**Supplied data:**
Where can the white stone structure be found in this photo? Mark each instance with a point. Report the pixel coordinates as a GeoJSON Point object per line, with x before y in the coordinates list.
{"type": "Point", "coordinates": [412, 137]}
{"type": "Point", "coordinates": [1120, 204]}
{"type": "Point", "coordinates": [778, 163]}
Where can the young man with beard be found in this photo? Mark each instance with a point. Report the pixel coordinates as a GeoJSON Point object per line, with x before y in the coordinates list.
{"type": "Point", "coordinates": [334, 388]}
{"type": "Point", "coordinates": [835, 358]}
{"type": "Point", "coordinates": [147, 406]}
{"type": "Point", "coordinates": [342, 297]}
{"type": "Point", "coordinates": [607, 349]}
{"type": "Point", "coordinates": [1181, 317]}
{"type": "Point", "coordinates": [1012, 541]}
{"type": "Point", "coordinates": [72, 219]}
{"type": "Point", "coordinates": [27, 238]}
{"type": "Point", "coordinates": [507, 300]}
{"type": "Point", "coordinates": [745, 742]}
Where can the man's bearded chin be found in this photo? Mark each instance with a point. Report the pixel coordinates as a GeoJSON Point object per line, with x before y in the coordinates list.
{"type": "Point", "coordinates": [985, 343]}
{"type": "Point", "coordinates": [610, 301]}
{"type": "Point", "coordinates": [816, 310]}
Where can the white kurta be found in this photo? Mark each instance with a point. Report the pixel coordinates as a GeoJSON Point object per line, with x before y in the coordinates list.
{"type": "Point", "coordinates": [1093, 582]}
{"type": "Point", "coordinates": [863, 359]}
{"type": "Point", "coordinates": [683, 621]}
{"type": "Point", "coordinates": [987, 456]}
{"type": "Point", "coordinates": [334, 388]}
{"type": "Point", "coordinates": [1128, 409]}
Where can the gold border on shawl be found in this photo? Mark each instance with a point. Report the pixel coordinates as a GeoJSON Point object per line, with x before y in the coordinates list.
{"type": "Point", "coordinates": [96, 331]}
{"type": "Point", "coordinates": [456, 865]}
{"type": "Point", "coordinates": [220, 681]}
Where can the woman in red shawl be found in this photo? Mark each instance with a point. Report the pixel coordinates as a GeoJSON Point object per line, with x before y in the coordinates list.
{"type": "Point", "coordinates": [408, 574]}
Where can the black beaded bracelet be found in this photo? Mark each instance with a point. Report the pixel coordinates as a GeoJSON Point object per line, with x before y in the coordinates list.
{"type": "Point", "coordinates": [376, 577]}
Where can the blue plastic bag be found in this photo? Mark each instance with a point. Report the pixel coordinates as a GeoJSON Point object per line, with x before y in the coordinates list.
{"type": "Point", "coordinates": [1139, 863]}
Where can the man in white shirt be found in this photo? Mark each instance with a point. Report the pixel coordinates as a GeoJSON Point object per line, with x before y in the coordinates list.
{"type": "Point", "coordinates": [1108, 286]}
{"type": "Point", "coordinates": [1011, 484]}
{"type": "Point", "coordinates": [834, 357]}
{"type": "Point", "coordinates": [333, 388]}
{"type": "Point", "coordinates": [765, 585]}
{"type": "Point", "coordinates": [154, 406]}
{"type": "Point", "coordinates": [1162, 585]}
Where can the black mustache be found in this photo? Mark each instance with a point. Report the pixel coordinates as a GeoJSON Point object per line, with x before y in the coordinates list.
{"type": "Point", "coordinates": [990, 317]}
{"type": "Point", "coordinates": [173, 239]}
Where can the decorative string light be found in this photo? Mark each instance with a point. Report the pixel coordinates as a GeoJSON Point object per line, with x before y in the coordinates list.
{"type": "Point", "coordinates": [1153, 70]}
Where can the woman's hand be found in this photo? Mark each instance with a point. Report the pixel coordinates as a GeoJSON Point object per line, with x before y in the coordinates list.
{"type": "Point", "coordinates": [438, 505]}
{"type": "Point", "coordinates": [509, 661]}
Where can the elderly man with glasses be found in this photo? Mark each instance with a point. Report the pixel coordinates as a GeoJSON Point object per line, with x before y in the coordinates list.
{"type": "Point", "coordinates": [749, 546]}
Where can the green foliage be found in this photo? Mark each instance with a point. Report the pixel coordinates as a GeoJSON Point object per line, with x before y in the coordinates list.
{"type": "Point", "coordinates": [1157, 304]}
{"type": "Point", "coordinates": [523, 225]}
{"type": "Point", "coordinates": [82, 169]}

**What to do:**
All of the material above should be repeated exactly.

**Problem solution:**
Where can the white stone structure be found in this photo? Mark each instance with a point. Report the pixel coordinates as a GeoJSON Point object per line, with x before y in the coordinates list.
{"type": "Point", "coordinates": [412, 137]}
{"type": "Point", "coordinates": [1120, 204]}
{"type": "Point", "coordinates": [778, 163]}
Where can the young man with beard be found in this photo? Mark each instance with a point. Report the pixel coordinates as a GeoJSON Point object per line, with x before y in the coordinates list.
{"type": "Point", "coordinates": [334, 388]}
{"type": "Point", "coordinates": [835, 358]}
{"type": "Point", "coordinates": [147, 406]}
{"type": "Point", "coordinates": [342, 297]}
{"type": "Point", "coordinates": [607, 349]}
{"type": "Point", "coordinates": [1181, 317]}
{"type": "Point", "coordinates": [1012, 541]}
{"type": "Point", "coordinates": [72, 219]}
{"type": "Point", "coordinates": [27, 238]}
{"type": "Point", "coordinates": [507, 300]}
{"type": "Point", "coordinates": [745, 742]}
Where can the man's bearded chin be found in this photo? Mark each instance with a point. Report the pixel coordinates as a GeoJSON Point object per line, with x before y in the coordinates list.
{"type": "Point", "coordinates": [985, 343]}
{"type": "Point", "coordinates": [610, 301]}
{"type": "Point", "coordinates": [816, 310]}
Where can the white kurta be found in this photo? Mark each instance with a point. Report the pixel coordinates as a GeoJSON Point object per line, with x before y in the coordinates list.
{"type": "Point", "coordinates": [1093, 582]}
{"type": "Point", "coordinates": [863, 359]}
{"type": "Point", "coordinates": [683, 621]}
{"type": "Point", "coordinates": [987, 456]}
{"type": "Point", "coordinates": [334, 388]}
{"type": "Point", "coordinates": [1128, 409]}
Where can the gold border on shawl be found in this photo? Mark each instance with a point. Report the pixel coordinates as a GeoJSON Point object per line, with x before y in the coordinates list.
{"type": "Point", "coordinates": [96, 331]}
{"type": "Point", "coordinates": [456, 865]}
{"type": "Point", "coordinates": [220, 681]}
Where can the woman in red shawl be found in this photo? Mark each instance with a point. Report the pixel coordinates as a GeoJSON Point object per line, with x before y in the coordinates list.
{"type": "Point", "coordinates": [408, 574]}
Where can the black beaded bracelet be found in this photo? Mark each instance with a point. Report the pixel coordinates as a GeoJSON Point object per line, with x before y in the coordinates list.
{"type": "Point", "coordinates": [376, 577]}
Where can the blue plastic bag be found in this photo? Mark each instance with a point. Report the pixel coordinates as a GeoJSON Point object per line, with x before y in the coordinates list.
{"type": "Point", "coordinates": [1139, 863]}
Where can the man in white shirt be found in this photo? Mark each instance with a point. Report the pixel coordinates as a GeoJSON Point object per line, with x before y in the coordinates list.
{"type": "Point", "coordinates": [1108, 286]}
{"type": "Point", "coordinates": [1011, 484]}
{"type": "Point", "coordinates": [834, 357]}
{"type": "Point", "coordinates": [333, 388]}
{"type": "Point", "coordinates": [765, 585]}
{"type": "Point", "coordinates": [154, 406]}
{"type": "Point", "coordinates": [1162, 585]}
Where can the black mustache be found in this photo? Mark each instance with a point. Report the pixel coordinates as a GeoJSON Point object per line, with x before y in the coordinates list.
{"type": "Point", "coordinates": [990, 317]}
{"type": "Point", "coordinates": [173, 239]}
Where can the decorative string light be found in this photo? Mark each instance with a point. Report the pixel coordinates as a GeoJSON Point object per line, with x before y in the coordinates list.
{"type": "Point", "coordinates": [1153, 70]}
Where can the woman's hand be found in this photo? Mark each instance with a point. Report the pixel coordinates as a GeoJSON Point object per line, with x before y in the coordinates list.
{"type": "Point", "coordinates": [438, 505]}
{"type": "Point", "coordinates": [509, 661]}
Where can the elderly man with glasses be found in this photo? Mark each instance with a point. Report the pixel coordinates as a GeoJSON Point object per line, with x before y in the coordinates list.
{"type": "Point", "coordinates": [749, 546]}
Where can the green foliage be found in this photo? Mark each instance with a point. Report the pixel coordinates as a GeoJSON Point object per line, with x before y in the coordinates list.
{"type": "Point", "coordinates": [1157, 304]}
{"type": "Point", "coordinates": [523, 225]}
{"type": "Point", "coordinates": [82, 169]}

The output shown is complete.